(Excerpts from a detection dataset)
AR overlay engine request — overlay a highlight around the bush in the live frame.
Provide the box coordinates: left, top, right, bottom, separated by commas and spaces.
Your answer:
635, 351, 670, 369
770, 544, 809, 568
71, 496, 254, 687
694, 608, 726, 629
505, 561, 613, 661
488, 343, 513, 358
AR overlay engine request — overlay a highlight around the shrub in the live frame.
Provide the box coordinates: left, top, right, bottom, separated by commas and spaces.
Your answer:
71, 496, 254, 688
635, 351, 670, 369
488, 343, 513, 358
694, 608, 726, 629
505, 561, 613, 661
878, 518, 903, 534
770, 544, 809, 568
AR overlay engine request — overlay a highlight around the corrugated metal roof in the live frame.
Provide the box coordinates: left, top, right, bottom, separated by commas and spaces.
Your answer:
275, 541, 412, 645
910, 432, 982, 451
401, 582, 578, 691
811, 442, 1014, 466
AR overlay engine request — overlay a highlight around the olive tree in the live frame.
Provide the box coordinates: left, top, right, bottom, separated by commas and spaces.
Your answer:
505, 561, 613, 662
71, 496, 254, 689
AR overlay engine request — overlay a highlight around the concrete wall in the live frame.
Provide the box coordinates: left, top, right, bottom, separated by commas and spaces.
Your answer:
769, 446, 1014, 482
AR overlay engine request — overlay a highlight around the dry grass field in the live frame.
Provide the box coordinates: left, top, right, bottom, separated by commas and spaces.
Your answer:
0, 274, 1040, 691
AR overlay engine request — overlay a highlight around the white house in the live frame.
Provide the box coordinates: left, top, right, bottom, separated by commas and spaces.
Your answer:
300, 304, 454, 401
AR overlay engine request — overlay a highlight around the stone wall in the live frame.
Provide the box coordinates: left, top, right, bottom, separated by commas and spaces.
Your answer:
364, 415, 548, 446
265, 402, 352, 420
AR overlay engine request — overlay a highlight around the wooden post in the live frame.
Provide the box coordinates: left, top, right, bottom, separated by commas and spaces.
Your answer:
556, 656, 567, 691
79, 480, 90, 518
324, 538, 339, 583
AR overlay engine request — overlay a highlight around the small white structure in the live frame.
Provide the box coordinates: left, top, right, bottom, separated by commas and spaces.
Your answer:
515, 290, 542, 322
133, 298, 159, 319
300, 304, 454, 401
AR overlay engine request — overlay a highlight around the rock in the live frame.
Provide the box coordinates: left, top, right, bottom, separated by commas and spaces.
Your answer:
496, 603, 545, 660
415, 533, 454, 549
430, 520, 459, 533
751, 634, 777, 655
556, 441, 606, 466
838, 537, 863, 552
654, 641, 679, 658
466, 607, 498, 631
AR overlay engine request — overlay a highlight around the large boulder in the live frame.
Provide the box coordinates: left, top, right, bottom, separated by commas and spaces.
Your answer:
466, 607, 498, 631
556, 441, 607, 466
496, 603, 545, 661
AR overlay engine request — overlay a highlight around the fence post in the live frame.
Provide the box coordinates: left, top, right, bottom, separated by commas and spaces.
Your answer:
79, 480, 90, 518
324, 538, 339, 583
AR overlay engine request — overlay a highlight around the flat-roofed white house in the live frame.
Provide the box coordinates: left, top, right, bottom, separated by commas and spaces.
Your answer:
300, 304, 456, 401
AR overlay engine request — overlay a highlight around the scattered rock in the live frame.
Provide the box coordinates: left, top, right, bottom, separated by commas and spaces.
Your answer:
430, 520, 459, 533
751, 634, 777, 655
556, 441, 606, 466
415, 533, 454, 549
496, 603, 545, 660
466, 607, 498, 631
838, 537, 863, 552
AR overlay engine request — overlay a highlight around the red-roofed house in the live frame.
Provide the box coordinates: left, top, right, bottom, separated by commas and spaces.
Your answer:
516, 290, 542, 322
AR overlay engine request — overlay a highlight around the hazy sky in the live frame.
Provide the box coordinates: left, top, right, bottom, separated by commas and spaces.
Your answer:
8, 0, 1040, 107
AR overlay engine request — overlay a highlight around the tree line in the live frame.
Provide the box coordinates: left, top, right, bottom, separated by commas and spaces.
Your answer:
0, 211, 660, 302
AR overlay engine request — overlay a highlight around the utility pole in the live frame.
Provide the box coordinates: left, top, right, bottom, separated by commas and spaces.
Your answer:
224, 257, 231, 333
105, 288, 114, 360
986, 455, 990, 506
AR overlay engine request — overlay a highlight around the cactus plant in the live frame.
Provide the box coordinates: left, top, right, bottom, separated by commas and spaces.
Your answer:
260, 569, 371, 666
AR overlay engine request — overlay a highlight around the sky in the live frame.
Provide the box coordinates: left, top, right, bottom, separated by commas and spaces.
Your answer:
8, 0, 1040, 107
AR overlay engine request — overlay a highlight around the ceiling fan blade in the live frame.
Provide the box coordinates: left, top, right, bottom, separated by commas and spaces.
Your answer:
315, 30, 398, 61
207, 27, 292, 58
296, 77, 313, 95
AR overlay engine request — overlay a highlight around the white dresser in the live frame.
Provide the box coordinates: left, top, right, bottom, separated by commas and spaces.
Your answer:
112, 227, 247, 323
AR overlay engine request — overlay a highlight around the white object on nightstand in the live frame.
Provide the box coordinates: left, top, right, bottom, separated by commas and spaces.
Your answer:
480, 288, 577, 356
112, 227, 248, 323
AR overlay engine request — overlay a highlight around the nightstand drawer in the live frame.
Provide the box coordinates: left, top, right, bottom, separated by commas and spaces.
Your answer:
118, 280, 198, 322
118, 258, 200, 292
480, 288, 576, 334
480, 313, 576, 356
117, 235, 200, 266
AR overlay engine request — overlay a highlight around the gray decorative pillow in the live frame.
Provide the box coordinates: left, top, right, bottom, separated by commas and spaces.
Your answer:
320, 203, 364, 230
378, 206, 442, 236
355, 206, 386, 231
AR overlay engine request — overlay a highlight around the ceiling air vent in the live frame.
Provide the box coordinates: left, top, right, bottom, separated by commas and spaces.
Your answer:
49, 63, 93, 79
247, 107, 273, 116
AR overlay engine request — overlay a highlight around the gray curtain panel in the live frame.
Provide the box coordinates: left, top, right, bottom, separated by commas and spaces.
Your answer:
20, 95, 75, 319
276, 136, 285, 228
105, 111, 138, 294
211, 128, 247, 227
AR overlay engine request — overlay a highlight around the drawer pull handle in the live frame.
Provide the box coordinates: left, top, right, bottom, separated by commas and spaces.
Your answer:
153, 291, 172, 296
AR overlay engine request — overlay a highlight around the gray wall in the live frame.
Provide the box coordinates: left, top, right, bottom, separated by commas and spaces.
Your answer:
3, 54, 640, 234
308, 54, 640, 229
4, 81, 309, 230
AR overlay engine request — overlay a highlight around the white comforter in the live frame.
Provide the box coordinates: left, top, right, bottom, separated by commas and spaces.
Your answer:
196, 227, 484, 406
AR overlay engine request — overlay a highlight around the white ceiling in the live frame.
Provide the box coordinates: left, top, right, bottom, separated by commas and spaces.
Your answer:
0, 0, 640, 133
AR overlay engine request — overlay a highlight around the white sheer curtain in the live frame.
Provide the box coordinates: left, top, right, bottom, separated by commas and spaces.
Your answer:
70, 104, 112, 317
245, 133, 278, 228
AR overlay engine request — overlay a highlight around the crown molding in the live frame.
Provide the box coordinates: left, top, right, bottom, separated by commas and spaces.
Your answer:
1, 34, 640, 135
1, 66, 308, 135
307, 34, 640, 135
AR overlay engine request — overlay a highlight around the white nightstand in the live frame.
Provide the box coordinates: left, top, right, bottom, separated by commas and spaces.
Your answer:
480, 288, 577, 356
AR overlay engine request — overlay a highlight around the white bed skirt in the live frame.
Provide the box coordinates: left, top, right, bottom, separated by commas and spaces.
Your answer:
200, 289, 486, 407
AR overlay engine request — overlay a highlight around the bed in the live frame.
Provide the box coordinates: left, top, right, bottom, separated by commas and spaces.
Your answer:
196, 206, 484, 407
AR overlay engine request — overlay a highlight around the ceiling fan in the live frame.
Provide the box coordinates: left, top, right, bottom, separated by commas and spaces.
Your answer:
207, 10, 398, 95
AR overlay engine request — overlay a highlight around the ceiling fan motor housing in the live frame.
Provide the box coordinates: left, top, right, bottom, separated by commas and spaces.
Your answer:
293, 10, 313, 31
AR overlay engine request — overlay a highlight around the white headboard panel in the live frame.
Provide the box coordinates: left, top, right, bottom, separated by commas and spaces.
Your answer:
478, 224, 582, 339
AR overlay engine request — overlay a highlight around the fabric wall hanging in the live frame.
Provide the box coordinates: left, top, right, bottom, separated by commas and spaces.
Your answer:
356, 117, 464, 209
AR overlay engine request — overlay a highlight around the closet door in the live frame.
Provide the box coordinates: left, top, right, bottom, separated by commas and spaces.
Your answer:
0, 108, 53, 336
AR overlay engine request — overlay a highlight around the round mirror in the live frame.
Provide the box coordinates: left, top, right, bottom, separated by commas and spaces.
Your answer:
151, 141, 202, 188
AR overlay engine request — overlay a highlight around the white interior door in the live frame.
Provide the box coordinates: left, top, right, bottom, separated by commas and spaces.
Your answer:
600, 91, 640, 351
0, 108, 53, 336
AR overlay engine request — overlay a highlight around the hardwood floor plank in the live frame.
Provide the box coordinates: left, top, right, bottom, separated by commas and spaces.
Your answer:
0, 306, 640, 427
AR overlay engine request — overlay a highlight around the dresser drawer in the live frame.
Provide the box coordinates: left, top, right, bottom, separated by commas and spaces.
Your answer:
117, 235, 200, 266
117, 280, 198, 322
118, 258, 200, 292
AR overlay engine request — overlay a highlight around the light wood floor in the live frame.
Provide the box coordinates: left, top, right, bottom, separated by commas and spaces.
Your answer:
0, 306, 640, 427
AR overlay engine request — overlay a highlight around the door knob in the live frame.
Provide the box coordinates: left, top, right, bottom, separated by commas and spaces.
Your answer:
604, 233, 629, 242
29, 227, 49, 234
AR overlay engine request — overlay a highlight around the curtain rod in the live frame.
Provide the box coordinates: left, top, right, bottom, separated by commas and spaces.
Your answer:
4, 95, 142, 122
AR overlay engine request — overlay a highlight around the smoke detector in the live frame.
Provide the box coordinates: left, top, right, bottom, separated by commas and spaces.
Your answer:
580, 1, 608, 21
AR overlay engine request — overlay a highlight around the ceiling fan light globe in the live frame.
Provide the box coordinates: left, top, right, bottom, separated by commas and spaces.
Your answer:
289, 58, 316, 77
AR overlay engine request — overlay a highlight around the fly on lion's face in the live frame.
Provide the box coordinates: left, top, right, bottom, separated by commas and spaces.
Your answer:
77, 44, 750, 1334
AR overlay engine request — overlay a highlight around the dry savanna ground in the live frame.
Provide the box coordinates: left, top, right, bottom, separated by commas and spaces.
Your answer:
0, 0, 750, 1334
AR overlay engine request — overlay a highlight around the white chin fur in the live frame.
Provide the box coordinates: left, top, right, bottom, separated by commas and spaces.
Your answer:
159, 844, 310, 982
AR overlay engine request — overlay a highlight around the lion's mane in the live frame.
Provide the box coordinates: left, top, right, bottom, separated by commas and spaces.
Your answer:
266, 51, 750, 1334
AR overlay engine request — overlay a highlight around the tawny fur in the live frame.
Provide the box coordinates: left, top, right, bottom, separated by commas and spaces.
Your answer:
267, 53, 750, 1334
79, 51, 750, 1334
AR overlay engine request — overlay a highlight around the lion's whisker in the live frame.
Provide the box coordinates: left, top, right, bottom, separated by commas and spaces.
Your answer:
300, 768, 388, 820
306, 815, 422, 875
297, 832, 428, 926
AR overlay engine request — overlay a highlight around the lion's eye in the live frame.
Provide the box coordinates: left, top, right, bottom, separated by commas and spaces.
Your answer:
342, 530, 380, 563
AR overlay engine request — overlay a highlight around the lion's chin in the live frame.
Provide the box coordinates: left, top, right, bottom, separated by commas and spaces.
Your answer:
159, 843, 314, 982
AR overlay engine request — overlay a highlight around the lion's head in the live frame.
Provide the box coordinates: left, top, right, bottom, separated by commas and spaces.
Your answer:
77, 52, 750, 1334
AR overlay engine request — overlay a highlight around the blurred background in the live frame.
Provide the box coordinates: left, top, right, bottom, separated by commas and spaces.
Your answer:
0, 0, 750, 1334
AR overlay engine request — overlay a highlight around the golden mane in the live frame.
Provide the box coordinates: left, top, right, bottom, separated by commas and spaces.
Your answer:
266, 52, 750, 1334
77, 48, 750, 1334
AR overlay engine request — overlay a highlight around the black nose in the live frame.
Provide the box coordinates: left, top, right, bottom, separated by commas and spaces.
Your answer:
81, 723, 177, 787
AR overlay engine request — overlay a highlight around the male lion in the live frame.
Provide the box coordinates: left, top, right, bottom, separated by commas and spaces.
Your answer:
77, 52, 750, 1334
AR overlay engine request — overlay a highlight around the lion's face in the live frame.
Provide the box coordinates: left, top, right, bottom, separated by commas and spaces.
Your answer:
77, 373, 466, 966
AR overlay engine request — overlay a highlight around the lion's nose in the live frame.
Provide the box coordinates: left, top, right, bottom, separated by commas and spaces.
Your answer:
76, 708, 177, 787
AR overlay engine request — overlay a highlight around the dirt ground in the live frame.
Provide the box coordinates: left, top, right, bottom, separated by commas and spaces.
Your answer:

Problem: Quote the records word for word, starting at the line that contains "pillow in the live frame." and ending at the line that contains "245, 133, 278, 228", with both of those lines included.

Exercise output:
AR overlay engine request — overlay a highlight around the gray decorative pillow in the live frame.
Provide the box coordinates: left, top, right, bottom, separated by commas and spaces.
Your answer:
320, 203, 364, 230
378, 206, 442, 236
355, 206, 386, 231
AR overlay engine request — overlay a highlight around the ceiling air vent in the live frame.
Provide the box coordinates: left, top, right, bottom, separated by commas and spaces.
Your answer:
49, 63, 93, 79
247, 107, 273, 116
AR overlay engine request — overlay a highlight around the gray curtain panel in the live frame.
Provide the box coordinates: left, top, right, bottom, separated by commas and spaces.
Your answer:
20, 95, 75, 319
276, 136, 285, 228
105, 111, 138, 294
211, 128, 247, 227
AR overlay engine request — overlay a highlight around the drawer pull handle in the live frame.
Provide the box coordinates: left, top, right, bottom, separated by commas and spaces.
Your answer:
153, 291, 172, 296
AR overlay engine request — overlay a highlight around the gray wall in the live frame.
Provide the box coordinates: left, top, right, bottom, separated by commas and spaces.
Your answer:
3, 54, 640, 234
308, 54, 640, 229
4, 81, 309, 230
AR overlay engine request — overlay a highlight around the white comforter in the live frame.
Provide the box coordinates: left, top, right, bottom, separated by commas and spaces.
Your answer:
196, 227, 484, 406
AR overlay engine request — overlay a highlight around the white ceiling in the live frame.
Provide the box coordinates: left, top, right, bottom, separated by commas and spaces.
Your answer:
0, 0, 640, 133
AR overlay engine request — overlay a highlight around the white sheer curtain in the live frame.
Provide the box coordinates: left, top, right, bottom, separated by commas and spaces.
Your answer:
70, 104, 112, 317
245, 133, 278, 228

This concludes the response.